• WHAT IS NEEDED: With the line containing "the building window." as the first line and the last line of the records as the final one, reproduce that range exactly.

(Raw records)

-- Start --

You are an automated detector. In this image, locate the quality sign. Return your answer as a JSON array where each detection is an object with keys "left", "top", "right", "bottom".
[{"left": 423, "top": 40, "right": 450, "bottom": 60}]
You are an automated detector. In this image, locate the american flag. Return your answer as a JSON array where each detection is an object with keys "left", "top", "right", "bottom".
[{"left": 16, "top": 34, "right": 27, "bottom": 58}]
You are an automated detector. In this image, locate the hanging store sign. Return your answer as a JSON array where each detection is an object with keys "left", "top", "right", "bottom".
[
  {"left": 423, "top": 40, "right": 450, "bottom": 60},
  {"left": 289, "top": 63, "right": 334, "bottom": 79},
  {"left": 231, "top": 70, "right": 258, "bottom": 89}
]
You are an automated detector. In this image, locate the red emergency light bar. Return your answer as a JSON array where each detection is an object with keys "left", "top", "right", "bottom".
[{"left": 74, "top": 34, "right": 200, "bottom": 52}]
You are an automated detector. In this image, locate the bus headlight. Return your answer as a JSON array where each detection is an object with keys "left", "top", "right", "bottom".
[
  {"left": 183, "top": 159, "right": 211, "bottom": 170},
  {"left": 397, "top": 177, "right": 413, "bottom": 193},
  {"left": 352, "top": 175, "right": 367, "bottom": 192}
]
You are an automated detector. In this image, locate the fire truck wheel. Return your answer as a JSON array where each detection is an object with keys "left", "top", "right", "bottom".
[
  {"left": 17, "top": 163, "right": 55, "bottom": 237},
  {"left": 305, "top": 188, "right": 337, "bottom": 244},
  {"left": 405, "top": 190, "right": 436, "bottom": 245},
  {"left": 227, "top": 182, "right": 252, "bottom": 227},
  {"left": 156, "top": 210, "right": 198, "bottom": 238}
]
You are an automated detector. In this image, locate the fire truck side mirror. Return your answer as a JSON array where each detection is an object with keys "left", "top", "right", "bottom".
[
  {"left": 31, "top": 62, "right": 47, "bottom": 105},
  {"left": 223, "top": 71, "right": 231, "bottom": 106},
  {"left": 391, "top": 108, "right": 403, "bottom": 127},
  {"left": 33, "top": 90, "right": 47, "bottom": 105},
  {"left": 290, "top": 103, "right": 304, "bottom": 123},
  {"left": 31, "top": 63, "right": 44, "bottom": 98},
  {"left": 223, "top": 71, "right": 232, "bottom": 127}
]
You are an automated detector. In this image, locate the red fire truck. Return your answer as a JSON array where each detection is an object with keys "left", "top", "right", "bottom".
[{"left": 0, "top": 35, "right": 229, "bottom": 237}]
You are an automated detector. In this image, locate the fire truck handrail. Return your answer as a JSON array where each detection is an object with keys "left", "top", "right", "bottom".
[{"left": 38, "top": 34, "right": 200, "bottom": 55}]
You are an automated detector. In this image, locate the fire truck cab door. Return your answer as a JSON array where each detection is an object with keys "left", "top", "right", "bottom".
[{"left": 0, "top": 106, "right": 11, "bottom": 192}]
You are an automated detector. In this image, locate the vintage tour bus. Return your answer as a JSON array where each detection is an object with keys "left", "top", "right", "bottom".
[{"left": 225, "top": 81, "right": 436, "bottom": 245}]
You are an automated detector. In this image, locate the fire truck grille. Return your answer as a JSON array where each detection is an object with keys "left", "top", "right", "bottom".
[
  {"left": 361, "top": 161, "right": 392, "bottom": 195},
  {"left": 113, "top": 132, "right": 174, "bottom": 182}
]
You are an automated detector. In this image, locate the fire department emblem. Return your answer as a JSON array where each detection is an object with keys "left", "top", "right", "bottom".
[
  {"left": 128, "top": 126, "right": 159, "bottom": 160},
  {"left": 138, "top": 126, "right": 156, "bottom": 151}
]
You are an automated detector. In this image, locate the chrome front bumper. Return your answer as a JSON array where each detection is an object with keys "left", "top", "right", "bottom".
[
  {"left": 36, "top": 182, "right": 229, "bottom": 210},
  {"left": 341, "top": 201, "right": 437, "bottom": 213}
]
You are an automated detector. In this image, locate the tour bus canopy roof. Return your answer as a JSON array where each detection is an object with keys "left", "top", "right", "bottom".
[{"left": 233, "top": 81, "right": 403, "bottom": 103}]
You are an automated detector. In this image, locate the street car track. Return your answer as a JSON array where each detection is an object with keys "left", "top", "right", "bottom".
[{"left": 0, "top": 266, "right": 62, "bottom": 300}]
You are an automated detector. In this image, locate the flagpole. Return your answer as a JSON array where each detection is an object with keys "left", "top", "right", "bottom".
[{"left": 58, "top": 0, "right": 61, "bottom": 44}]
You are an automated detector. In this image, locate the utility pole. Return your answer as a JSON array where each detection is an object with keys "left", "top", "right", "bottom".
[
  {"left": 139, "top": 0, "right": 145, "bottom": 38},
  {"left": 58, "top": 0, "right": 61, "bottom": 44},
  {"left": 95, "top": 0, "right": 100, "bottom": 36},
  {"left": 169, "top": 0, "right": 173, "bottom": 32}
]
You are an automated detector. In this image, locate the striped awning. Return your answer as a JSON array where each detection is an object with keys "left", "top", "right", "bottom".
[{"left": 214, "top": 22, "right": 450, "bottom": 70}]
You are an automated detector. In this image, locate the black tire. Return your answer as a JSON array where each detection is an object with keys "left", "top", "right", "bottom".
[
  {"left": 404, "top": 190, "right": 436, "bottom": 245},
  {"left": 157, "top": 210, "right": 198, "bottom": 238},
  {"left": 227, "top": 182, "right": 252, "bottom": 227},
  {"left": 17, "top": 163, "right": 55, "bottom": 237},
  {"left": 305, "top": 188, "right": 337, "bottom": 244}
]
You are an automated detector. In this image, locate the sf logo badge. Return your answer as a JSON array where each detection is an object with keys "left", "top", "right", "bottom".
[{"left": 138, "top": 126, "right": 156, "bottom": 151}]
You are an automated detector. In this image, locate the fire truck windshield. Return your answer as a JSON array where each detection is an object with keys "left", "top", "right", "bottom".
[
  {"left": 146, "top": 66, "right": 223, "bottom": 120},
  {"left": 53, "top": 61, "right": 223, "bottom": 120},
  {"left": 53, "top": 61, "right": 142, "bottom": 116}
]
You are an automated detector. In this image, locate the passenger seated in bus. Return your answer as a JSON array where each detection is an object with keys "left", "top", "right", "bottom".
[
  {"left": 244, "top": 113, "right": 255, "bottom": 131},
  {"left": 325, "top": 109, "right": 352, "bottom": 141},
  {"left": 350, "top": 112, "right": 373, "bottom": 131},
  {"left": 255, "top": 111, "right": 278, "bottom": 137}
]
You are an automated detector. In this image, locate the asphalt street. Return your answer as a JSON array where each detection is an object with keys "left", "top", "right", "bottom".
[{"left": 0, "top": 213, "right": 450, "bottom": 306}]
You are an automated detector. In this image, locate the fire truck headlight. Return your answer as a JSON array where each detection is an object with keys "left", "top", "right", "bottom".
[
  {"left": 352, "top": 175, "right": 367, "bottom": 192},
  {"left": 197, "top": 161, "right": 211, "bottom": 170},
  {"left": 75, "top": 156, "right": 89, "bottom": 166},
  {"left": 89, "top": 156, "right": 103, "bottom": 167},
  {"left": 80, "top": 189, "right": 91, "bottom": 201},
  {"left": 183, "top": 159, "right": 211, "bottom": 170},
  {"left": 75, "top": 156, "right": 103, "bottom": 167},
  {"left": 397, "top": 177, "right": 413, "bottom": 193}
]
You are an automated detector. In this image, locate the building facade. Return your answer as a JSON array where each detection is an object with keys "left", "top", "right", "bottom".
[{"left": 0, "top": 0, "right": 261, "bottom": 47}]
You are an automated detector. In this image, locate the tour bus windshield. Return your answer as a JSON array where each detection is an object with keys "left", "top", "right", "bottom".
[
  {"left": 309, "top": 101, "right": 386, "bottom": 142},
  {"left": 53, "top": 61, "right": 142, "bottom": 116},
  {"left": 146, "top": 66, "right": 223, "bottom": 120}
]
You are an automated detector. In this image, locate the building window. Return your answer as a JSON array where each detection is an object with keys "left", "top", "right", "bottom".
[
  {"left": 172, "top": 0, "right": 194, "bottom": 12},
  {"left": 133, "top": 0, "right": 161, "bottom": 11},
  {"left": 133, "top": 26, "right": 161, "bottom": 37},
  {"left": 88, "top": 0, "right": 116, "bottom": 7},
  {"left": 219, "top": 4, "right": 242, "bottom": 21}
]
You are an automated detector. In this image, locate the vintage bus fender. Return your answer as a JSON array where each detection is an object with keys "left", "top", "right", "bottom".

-- End --

• WORKED SOLUTION:
You are an automated detector. In this image, locate the building window. Return your answer as a JSON array where each detection is an object with keys "left", "top", "right", "bottom".
[
  {"left": 172, "top": 0, "right": 194, "bottom": 12},
  {"left": 133, "top": 0, "right": 161, "bottom": 11},
  {"left": 133, "top": 26, "right": 161, "bottom": 37},
  {"left": 88, "top": 0, "right": 116, "bottom": 7},
  {"left": 219, "top": 4, "right": 242, "bottom": 21}
]
You are an automated detector. In this image, locate the vintage bus fender. Return your answer as a JSON array where each detection is an object with keys "left", "top", "right", "bottom".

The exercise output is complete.